=== INPUT DATA ===
# # # #

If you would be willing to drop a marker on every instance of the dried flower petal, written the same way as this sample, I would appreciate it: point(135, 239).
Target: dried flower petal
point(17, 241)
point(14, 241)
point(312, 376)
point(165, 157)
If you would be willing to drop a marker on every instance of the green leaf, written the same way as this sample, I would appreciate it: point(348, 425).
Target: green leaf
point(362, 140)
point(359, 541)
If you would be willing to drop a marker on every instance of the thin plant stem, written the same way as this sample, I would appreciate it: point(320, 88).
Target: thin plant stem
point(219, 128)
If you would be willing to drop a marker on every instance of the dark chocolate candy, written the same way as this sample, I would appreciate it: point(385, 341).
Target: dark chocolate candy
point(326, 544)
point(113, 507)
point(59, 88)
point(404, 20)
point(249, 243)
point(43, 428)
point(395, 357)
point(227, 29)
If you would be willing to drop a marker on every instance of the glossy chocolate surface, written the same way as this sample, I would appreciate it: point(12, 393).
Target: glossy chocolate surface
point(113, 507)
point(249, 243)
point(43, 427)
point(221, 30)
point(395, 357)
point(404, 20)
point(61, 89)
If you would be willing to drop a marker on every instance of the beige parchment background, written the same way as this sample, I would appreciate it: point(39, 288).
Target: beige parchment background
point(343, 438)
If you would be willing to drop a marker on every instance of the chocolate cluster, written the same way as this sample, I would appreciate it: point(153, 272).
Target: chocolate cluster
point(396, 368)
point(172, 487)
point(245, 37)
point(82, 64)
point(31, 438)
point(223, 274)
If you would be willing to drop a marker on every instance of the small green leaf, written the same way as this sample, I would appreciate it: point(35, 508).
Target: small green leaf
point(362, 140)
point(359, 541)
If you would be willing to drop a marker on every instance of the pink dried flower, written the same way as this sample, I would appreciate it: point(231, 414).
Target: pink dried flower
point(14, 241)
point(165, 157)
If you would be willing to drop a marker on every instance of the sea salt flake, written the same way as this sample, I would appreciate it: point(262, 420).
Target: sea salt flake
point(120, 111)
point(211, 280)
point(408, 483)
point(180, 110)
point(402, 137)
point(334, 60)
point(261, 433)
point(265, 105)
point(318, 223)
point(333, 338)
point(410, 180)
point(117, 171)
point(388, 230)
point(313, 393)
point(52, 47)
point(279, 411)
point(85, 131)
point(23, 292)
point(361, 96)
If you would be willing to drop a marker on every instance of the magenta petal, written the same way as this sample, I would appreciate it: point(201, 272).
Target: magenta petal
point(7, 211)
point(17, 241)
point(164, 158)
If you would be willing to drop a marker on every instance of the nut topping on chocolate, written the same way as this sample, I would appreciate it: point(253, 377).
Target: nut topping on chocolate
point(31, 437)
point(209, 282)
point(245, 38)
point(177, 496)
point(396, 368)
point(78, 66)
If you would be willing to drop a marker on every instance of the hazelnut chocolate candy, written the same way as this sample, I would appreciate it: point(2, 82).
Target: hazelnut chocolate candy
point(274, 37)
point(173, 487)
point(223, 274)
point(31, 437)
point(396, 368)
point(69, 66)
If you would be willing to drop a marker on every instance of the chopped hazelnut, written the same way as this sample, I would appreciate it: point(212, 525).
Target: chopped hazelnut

# # # #

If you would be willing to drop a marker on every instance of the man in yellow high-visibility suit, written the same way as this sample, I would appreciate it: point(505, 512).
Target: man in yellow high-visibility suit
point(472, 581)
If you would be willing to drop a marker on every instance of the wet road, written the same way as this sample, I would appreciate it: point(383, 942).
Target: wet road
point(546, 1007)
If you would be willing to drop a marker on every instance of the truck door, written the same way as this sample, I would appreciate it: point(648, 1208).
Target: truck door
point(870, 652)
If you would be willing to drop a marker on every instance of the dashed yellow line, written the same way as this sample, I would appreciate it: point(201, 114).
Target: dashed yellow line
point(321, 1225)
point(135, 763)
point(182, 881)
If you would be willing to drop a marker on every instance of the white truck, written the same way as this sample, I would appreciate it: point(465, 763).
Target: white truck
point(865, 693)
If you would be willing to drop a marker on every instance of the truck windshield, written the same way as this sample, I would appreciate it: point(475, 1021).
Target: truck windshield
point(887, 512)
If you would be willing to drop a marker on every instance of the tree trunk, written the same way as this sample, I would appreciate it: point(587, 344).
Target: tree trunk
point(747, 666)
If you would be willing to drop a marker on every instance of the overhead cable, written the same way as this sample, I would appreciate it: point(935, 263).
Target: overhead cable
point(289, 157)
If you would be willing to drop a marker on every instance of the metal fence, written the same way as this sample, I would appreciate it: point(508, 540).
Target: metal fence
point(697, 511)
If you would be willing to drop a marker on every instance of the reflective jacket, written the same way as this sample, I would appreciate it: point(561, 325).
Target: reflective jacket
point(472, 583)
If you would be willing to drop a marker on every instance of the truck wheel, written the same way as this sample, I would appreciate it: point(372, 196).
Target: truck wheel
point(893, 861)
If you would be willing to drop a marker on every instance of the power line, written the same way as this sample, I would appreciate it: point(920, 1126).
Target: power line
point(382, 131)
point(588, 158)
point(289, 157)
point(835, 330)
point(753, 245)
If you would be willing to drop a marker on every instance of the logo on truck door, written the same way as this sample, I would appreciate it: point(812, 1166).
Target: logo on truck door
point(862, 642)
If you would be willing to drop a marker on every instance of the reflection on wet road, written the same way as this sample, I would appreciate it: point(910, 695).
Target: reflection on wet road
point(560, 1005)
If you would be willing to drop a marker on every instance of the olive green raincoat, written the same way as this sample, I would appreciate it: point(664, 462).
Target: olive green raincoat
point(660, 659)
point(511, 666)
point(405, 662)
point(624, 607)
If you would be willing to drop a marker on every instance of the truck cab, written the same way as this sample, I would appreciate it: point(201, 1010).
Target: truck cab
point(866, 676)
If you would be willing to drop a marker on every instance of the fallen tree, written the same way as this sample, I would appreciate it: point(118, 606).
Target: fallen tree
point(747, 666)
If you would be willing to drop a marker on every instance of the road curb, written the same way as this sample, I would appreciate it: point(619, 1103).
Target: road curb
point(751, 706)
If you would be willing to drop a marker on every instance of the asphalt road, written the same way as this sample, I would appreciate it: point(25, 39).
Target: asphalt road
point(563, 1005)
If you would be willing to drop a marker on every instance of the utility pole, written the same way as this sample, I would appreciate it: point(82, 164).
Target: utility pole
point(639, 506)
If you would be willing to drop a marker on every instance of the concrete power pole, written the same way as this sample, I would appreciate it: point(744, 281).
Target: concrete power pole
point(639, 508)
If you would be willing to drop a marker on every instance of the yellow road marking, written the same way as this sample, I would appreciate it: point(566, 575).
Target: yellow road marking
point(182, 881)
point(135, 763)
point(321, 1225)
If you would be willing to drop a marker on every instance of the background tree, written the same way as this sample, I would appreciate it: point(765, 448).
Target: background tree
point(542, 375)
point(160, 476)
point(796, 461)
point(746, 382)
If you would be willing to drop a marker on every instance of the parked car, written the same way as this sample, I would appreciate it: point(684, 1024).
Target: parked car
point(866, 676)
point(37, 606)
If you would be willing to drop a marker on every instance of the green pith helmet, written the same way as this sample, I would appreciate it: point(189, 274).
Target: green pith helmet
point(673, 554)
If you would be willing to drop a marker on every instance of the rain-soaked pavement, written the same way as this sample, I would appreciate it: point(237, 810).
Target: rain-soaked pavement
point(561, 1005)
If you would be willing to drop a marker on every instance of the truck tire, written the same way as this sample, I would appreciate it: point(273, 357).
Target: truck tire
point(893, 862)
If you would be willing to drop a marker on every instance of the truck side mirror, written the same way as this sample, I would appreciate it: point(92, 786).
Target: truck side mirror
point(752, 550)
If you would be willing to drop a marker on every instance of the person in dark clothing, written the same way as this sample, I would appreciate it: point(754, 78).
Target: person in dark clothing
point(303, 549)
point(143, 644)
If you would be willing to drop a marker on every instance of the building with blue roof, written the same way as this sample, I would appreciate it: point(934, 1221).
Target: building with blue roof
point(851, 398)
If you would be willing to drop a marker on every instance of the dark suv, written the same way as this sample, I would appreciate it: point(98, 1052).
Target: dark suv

# # # #

=== YOUR GOAL ===
Please reproduce the entries from the line containing "it: point(2, 82)." up to and including the line containing "point(69, 66)", swapping "hazelnut chocolate candy" for "hazelnut praline" and leaving everything else unchanged.

=== FULL OUTPUT ===
If you would be willing to drop a marker on every instance of the hazelnut praline, written the same way as this sample, I would appreciate it: point(2, 82).
Target: hazelnut praline
point(274, 37)
point(173, 487)
point(223, 274)
point(31, 437)
point(396, 368)
point(69, 66)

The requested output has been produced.